# YOUR TASK:
Your answer should consist solely of the lines from the one containing "of the shopping" through the end of the entries below, duplicated exactly.

(SUPPLIED MATERIAL)

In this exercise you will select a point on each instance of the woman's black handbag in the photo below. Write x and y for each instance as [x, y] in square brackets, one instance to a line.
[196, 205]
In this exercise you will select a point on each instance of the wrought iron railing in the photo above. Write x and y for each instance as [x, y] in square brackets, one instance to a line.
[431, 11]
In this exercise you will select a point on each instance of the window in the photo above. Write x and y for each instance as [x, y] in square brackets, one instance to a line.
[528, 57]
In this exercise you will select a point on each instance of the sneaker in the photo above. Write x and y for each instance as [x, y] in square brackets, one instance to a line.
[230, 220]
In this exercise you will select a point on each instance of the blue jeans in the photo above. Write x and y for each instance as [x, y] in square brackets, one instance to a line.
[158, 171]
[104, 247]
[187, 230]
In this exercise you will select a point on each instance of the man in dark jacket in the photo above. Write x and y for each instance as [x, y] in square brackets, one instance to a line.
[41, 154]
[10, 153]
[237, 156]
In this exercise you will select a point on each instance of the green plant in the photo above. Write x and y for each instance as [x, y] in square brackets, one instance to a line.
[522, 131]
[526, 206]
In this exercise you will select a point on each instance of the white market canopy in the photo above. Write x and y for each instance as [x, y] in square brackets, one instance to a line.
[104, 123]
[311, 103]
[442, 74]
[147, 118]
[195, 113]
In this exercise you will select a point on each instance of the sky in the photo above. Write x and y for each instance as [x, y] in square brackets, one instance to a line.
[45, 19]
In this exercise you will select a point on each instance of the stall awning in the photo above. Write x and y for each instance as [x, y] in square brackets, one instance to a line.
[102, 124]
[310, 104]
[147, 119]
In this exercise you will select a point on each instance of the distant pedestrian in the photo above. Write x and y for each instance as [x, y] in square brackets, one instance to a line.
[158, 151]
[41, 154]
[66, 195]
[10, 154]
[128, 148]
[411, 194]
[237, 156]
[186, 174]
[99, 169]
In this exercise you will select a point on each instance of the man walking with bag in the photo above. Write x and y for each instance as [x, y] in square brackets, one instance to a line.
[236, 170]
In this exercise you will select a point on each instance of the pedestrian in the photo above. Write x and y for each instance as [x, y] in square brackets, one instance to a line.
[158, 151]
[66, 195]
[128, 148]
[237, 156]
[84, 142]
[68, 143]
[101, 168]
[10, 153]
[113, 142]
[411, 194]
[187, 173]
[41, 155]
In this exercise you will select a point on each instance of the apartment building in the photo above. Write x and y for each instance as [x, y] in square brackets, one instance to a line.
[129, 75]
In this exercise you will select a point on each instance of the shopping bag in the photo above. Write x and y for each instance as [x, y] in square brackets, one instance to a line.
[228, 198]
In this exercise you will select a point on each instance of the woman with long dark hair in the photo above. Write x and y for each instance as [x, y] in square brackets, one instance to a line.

(End SUPPLIED MATERIAL)

# EXERCISE RESULT:
In this exercise you will select a point on each instance of the shopping bag in the photo above. Write x and y for each instance as [x, y] in square brackets, one instance to a line.
[228, 198]
In this exercise you will select a point on each instance of the woman with long dark hair in the photo above. Write x and y for each instance as [x, y] in square brackets, one instance to a line.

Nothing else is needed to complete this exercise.